*** Given entries Section Begins ***
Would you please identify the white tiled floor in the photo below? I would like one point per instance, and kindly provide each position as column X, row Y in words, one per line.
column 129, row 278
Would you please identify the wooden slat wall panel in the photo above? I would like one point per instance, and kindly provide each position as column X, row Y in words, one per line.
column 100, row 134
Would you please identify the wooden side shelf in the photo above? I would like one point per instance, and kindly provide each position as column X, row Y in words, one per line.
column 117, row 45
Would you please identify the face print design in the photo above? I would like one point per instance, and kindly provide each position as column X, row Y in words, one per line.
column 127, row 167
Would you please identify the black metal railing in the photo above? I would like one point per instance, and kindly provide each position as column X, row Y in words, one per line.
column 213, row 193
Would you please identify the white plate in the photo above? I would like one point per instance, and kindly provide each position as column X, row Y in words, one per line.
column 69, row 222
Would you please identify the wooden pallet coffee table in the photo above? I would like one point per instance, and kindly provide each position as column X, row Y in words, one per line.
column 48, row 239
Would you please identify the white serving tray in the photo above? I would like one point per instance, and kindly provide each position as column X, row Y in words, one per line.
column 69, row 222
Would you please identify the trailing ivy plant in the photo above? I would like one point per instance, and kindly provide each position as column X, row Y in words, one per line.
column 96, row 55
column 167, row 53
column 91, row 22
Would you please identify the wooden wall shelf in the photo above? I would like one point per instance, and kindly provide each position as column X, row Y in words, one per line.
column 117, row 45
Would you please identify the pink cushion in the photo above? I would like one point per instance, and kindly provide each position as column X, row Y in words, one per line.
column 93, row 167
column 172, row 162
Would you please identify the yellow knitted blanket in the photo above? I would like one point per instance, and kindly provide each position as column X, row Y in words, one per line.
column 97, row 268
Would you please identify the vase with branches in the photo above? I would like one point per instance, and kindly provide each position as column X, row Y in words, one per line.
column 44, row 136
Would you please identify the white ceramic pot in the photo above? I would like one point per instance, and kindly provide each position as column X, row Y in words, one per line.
*** Given entries Section Ends ***
Transcribe all the material, making sure each line matches the original.

Would you please identify the white tiled floor in the photo below? I would like one point per instance, and kindly provide each position as column X, row Y in words, one per line.
column 129, row 278
Would you please identify the wooden slat wall panel in the photo above? I would like one point per instance, and kindly provide each position as column X, row Y in words, one per line.
column 100, row 134
Would you please identify the wooden side shelf in the photo above? I would like one point per instance, and kindly provide each position as column X, row Y in words, one per line.
column 117, row 45
Would you please identify the face print design in the photo above? I would like one point per instance, and kindly provide each position as column X, row Y in words, one per line.
column 127, row 167
Would you please identify the black metal railing in the photo above? I would like one point per instance, and kindly provide each position as column X, row Y in words, one per line.
column 213, row 193
Would you please identify the white plate in the photo above? I would like one point per instance, and kindly provide each position as column X, row Y in words, one per line.
column 69, row 222
Would you please identify the wooden pallet coffee table in the photo above? I would like one point per instance, and kindly provide each position as column X, row Y in words, one per line.
column 48, row 239
Would you please identify the white serving tray in the photo above? I would like one point per instance, and kindly provide each position as column X, row Y in words, one per line.
column 69, row 222
Would you please identify the trailing ivy plant in the photo above? I would like one point per instance, and kindly provide each position as column X, row Y in words, one per line.
column 96, row 55
column 167, row 53
column 91, row 22
Would you please identify the wooden wall shelf in the photo above? I would like one point per instance, and kindly provide each position as column X, row Y in words, one per line.
column 117, row 45
Would you please identify the pink cushion in the photo above? I would like one point per instance, and kindly provide each position as column X, row Y in words, one per line.
column 93, row 167
column 172, row 162
Would you please identify the yellow knitted blanket in the photo above? I would like one point per instance, and kindly provide each position as column X, row Y in words, one per line.
column 97, row 268
Would you please identify the vase with branches in the photo above? I would like one point per instance, and kindly provide each position as column X, row Y in words, one per line.
column 44, row 136
Would you please identify the white ceramic pot in the photo above? I would like one point per instance, and kindly provide each position as column X, row Y in words, one per line.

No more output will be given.